» REQUIRED TASK
Write out every one of the lines below word for word, leaving out the pictures.
# # #
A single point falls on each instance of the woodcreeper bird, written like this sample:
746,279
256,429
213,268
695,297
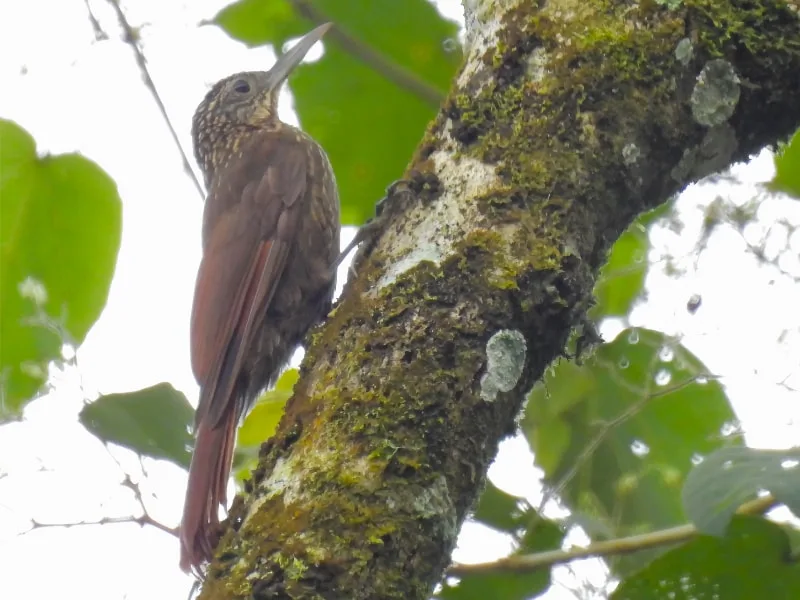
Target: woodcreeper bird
270,238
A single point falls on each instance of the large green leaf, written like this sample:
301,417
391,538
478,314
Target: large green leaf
368,125
731,476
60,228
750,563
787,167
512,515
155,422
627,426
621,279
# # #
» ANSWER TO THE EXERCISE
A single point falls on each instance of the woodcreeper bird, written like this sample:
746,279
256,429
213,268
695,297
Target: woodcreeper bird
270,238
A single point falls on each instance of the large green leaf, written like this sample:
301,417
391,538
478,314
Target: large green leaf
368,125
731,476
60,228
750,563
787,167
512,515
155,422
627,426
621,279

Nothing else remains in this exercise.